WRITTEN PROBLEM:
Say whether each statement agrees with the notebook code below, answering yes or no and quoting the exact words of the code that decide it. (a) The loss function is described as an integral functional. (b) The integration method used is called deterministic. (c) The first function defined gives the boundary of a set of almost desirable gambles.

PASSAGE SHOWN:
━━━━━━

In [1]:
import torch
from torch import nn
import torchquad
from torchquad import MonteCarlo
from random import random, randint
from torch.utils.data import DataLoader
from torchvision import datasets
from torchvision.transforms import ToTensor
import itertools

In [2]:
#First we define the boundary of our set of almost desirable gambles.

def make_gam_bnd(a, b, g, l):

    def gam_bnd(x):
        return torch.where(
            x[:, 0] < 0,
            torch.where(
                x[:, 1] < 0,
                -((l * (a * x[:, 0] + b * x[:, 1])) / (g)),
                torch.where(
                    a * l * x[:, 0] + b * g * x[:, 1] < 0,
                    -((a * l * x[:, 0] + b * g * x[:, 1]) / (g)),
                    -((a * l * x[:, 0] + b * g * x[:, 1]) / (l))
                )
            ),
            torch.where(
                x[:, 1] >= 0,
                -((g * (a * x[:, 0] + b * x[:, 1])) / (l)),
                torch.where(
                    a * g * x[:, 0] + b * l * x[:, 1] < 0,
                    -((a * g * x[:, 0] + b * l * x[:, 1]) / (g)),
                    -((a * g * x[:, 0] + b * l * x[:, 1]) / (l))
                )
            )
        )

    return gam_bnd

In [6]:
#Then we define our IP loss function. 
# First we need to declare an integrator, since our IP loss function is an integral functional. 
# Here we use the simple, stochastic Monte Carlo integration method
mc = MonteCarlo()

In [7]:
#Then we define the integrand of our IP loss function in omega_1 (phi_1; the type1/2 penality function for omega_1).

def make_phi(g, l, f):
    def phi(x):
       return torch.where(x[:, 0] < 0, -l * x[:, 0] * 1e-6 * torch.sub(torch.tensor([50]), torch.max(torch.tensor([-50]), torch.min(torch.tensor([50]), f(x))), alpha=1), torch.tensor([0])) + torch.where(x[:, 0] >= 0, g * x[:, 0] * 1e-6 * torch.add(torch.tensor([50]), torch.min(torch.tensor([50]), torch.max(torch.tensor([-50]), f(x))), alpha=1), torch.tensor([0]))
    return phi

In [8]:
#Now use this to define our IP loss function in omega_1.

━━━━━━

SUPPLIED MATERIAL:
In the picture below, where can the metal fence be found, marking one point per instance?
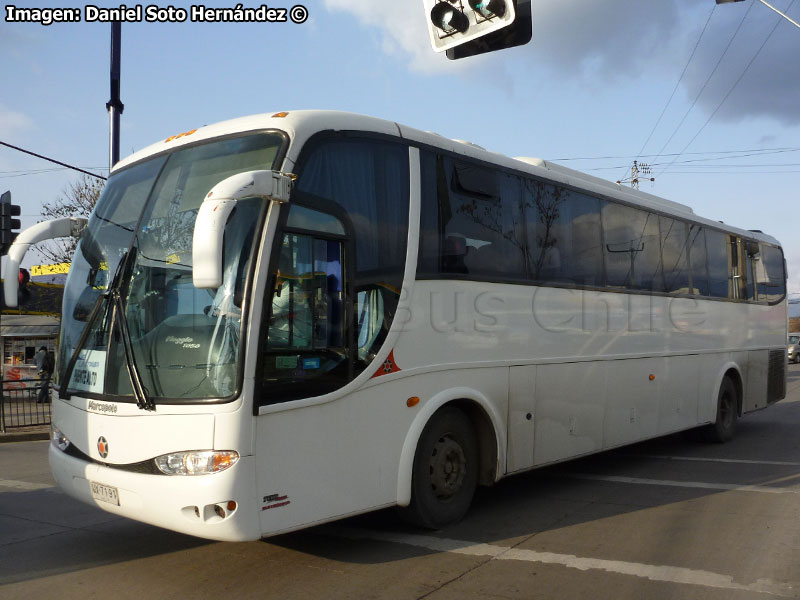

━━━━━━

RESULT:
(a) Yes: "since our IP loss function is an integral functional."
(b) No: "Here we use the simple, stochastic Monte Carlo integration method"
(c) Yes: "First we define the boundary of our set of almost desirable gambles."